■ **WORK REQUIRED**:
For each line in the records, produce an exact copy.

───

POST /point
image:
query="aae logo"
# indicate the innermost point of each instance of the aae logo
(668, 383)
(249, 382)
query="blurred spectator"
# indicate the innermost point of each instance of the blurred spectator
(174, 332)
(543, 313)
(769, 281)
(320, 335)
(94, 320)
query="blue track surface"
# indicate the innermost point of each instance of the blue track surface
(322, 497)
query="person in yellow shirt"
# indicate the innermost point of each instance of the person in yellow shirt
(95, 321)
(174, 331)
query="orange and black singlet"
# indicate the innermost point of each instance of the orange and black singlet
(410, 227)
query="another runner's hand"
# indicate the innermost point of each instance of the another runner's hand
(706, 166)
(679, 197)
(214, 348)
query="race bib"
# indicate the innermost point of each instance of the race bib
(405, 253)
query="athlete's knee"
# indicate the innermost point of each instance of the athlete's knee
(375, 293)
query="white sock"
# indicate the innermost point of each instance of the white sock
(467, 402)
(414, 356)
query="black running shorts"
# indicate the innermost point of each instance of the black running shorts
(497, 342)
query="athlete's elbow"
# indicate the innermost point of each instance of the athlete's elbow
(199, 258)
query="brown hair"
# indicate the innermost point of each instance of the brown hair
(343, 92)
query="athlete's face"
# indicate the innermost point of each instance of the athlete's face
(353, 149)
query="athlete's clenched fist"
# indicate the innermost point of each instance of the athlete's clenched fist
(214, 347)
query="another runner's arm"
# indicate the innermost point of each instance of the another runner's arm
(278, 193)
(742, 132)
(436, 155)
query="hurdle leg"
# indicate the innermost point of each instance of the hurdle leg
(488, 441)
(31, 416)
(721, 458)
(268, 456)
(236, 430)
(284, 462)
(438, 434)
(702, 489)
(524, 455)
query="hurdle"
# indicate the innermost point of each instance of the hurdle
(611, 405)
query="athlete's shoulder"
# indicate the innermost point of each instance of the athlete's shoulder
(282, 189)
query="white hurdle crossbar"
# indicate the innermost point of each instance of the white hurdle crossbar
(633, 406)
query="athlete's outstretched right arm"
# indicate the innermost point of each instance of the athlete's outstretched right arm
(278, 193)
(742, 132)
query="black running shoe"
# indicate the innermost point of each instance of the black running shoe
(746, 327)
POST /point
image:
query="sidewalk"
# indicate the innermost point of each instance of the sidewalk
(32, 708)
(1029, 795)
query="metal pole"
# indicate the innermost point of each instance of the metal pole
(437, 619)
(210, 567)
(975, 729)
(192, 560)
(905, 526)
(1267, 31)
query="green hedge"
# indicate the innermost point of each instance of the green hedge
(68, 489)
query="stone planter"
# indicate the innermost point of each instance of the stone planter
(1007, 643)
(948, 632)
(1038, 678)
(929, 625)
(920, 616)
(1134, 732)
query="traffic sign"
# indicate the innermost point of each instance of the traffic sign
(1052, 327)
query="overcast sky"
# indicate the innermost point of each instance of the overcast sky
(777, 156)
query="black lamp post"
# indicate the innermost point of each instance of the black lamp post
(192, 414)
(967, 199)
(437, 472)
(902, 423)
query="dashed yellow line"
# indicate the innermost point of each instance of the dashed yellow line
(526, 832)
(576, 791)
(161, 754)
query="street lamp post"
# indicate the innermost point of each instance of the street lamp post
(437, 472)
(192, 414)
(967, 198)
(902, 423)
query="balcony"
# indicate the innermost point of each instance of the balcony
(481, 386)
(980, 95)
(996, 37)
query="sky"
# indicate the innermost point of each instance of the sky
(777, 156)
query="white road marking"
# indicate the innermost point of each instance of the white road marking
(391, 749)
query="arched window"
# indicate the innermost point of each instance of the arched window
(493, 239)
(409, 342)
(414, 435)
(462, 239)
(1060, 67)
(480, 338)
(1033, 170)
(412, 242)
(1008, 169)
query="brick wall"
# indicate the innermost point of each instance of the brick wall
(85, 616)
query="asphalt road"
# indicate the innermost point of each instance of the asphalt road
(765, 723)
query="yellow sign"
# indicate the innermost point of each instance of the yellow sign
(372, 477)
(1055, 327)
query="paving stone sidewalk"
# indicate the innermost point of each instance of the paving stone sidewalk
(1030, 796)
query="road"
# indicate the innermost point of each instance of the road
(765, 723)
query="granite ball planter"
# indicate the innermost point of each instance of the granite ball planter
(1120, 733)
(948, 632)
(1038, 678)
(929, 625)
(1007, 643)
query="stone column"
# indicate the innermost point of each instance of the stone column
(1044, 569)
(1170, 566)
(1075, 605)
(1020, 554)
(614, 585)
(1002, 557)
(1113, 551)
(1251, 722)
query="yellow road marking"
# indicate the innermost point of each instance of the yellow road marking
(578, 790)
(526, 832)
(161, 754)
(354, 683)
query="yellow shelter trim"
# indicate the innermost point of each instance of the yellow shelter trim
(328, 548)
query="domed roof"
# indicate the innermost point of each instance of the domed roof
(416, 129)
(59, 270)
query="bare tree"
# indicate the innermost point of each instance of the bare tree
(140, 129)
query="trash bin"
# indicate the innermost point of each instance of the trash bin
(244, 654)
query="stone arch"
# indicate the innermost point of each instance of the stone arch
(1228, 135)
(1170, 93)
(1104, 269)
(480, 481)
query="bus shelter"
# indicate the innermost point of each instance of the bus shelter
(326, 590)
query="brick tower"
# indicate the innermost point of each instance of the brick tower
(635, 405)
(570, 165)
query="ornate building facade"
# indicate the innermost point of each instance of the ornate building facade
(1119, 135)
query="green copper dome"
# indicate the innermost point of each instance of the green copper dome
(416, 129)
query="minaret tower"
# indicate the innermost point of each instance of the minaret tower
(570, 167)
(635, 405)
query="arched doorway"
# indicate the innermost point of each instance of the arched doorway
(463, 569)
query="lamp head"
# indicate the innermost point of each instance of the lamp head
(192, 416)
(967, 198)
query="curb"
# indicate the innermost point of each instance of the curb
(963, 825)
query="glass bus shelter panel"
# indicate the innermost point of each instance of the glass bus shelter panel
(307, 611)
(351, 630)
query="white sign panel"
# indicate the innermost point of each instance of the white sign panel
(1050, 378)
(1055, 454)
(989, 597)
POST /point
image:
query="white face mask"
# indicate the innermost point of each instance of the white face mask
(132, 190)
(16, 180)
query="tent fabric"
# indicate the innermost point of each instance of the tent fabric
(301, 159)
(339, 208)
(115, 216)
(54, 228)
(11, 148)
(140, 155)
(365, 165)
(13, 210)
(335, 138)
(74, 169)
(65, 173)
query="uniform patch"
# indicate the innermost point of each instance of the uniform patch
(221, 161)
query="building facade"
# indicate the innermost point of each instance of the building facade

───

■ **THE ANSWER**:
POST /point
image:
query="aae logo"
# indicate the innermost point of each instance of the aae logo
(668, 383)
(249, 382)
query="blurred spectator"
# indicate the innermost point of each instance of the blurred spectator
(174, 332)
(543, 313)
(769, 281)
(320, 335)
(94, 320)
query="blue track surface"
# indicate the innermost point of each instance of the blue track surface
(322, 497)
query="person in yellow shirt"
# indicate the innermost point of each instance of the person in yellow shirt
(95, 321)
(174, 331)
query="orange and black singlet"
# indicate the innermost point of each instance of the orange and black singlet
(410, 227)
query="another runner's hand"
# indicate the innermost point of each instance of the another runner's hand
(706, 166)
(679, 197)
(214, 348)
query="race bib"
# indicate the innermost point of each instance of the race bib
(405, 253)
query="athlete's knee"
# indicate the innermost point of each instance of the athlete's knee
(375, 293)
query="white sock"
# indicate the innermost point of each instance of the white sock
(467, 402)
(414, 356)
query="black running shorts"
# indicate the innermost point of each instance of the black running shorts
(497, 342)
query="athlete's elbow"
# indicate the innermost point of each instance of the athlete's elbow
(199, 258)
query="brown hair"
# indicate the innermost point of each instance of the brown hair
(343, 92)
query="athlete's face"
# indicate the innermost point of each instance of the athlete's face
(353, 149)
query="athlete's clenched fist"
# indicate the innermost point of each instance of the athlete's clenched fist
(214, 347)
query="another runner's arm"
# indicate the innermost point of each instance of the another runner's arm
(278, 193)
(742, 132)
(436, 155)
query="hurdle leg"
# indicate the innermost point of each instance of the hurdle leg
(488, 441)
(31, 416)
(721, 458)
(268, 456)
(236, 430)
(284, 462)
(438, 434)
(702, 489)
(524, 455)
query="hurdle"
# indicate the innermost point of each instance of the hurdle
(611, 405)
query="athlete's shoulder"
# indicate the innermost point of each instance of the athlete's shoulder
(282, 189)
query="white hurdle crossbar"
# indicate the innermost point of each instance of the white hurdle crossbar
(633, 406)
query="athlete's outstretched right arm"
# indicate the innermost point of each instance of the athlete's outstretched right arm
(278, 193)
(742, 132)
query="black running shoe"
# indicate the innermost point of each instance of the black running shoe
(746, 327)
POST /point
image:
query="sidewalk"
# indicate the innermost point of each instance of the sidewalk
(32, 708)
(1029, 795)
query="metal pole"
# indicate the innermost point of each instance of the metal pole
(437, 619)
(210, 567)
(975, 729)
(192, 560)
(905, 526)
(1267, 31)
query="green hedge"
# indicate the innermost point of each instance of the green hedge
(68, 489)
query="stone planter"
# indicate the innermost point of each instance of the stone planter
(1007, 643)
(948, 632)
(1038, 678)
(929, 625)
(920, 616)
(1134, 732)
query="traffic sign"
# indicate the innermost point of each instance of the traffic sign
(1052, 327)
query="overcast sky"
# indicate the innermost point of each instance of the overcast sky
(777, 156)
query="black lamp post"
# indicate the innermost point of each instance of the black lamp post
(192, 414)
(967, 199)
(437, 472)
(902, 423)
query="dashed yellow line"
# indicate the innermost point of each instance of the dashed yellow line
(526, 832)
(576, 791)
(161, 754)
query="street lamp post"
# indicate the innermost point of each instance of the street lamp post
(437, 472)
(192, 414)
(967, 198)
(902, 423)
query="balcony"
# indicate the innermost point of each instance of the balcony
(481, 386)
(980, 95)
(996, 37)
query="sky"
# indicate the innermost point of each instance of the sky
(777, 156)
query="white road marking"
# indicate the innermost point of each instance of the white road marking
(391, 749)
query="arched window"
# indicate the innermost point of each instance of the arched window
(493, 239)
(409, 342)
(414, 435)
(462, 239)
(1060, 67)
(480, 338)
(1033, 170)
(412, 242)
(1008, 169)
query="brick wall"
# indicate the innermost point of each instance of the brick wall
(85, 616)
query="asphalt road"
# indicate the innermost point of each instance of the asphalt road
(765, 723)
query="yellow sign"
# indicate the innermost point of each instance of the yellow sign
(372, 477)
(1055, 327)
query="paving stone sidewalk"
# indicate the innermost point of each instance of the paving stone sidewalk
(1030, 796)
query="road"
# indicate the innermost point of each instance of the road
(765, 723)
query="granite ball planter"
# indicate the innermost point of each instance of the granite ball planter
(1120, 733)
(948, 632)
(1038, 678)
(929, 625)
(1007, 643)
query="stone column"
# indicate the innermost point of each instance of the stone column
(1044, 569)
(1170, 566)
(1075, 605)
(1020, 554)
(614, 585)
(1002, 557)
(1113, 551)
(1251, 722)
query="yellow road marking"
# indicate the innermost point of each instance of the yellow road marking
(578, 790)
(526, 832)
(161, 754)
(354, 683)
query="yellow shelter trim"
# indicate the innermost point of each instance of the yellow shelter trim
(328, 548)
query="domed roof"
# indicate the innermost point of each instance of the domed roof
(416, 129)
(59, 270)
query="bare tree"
# indicate the innermost point of each instance of the bare tree
(140, 129)
query="trash bin"
# indicate the innermost point of each instance of the trash bin
(244, 654)
query="stone arch"
# indicate the innermost point of each instance of the stone arch
(1228, 135)
(1170, 93)
(1104, 269)
(480, 481)
query="bus shelter"
# indicate the innermost point of each instance of the bus shelter
(326, 590)
query="brick tower"
# indicate the innermost point of each instance of the brick tower
(635, 405)
(570, 165)
query="ornate building facade"
# indicate the innermost point of each instance of the ornate building facade
(1119, 135)
query="green copper dome"
# indicate the innermost point of each instance of the green copper dome
(416, 129)
query="minaret tower"
# indicate the innermost point of each instance of the minaret tower
(570, 167)
(635, 405)
query="arched doorway"
# indicate the innermost point of each instance of the arched doorway
(463, 569)
query="lamp head"
# indicate the innermost point of each instance of the lamp head
(192, 416)
(967, 198)
query="curb"
# indicate the innermost point of each instance of the curb
(963, 825)
query="glass bus shelter panel"
# indicate the innermost point of each instance of the glass bus shelter panel
(307, 611)
(351, 630)
query="white sign panel"
# indicate the innermost point of each instance of the white sign panel
(1050, 378)
(1055, 454)
(989, 597)
POST /point
image:
query="white face mask"
# indicate the innermost point of each instance of the white face mask
(132, 190)
(16, 180)
query="tent fabric"
# indicate the innermost point of each instance of the tent fabric
(301, 159)
(339, 208)
(115, 216)
(54, 228)
(11, 148)
(140, 155)
(365, 165)
(13, 210)
(335, 138)
(74, 169)
(65, 173)
query="uniform patch"
# indicate the innermost point of each instance of the uniform patch
(221, 161)
query="building facade"
# indicate the innermost point of each instance of the building facade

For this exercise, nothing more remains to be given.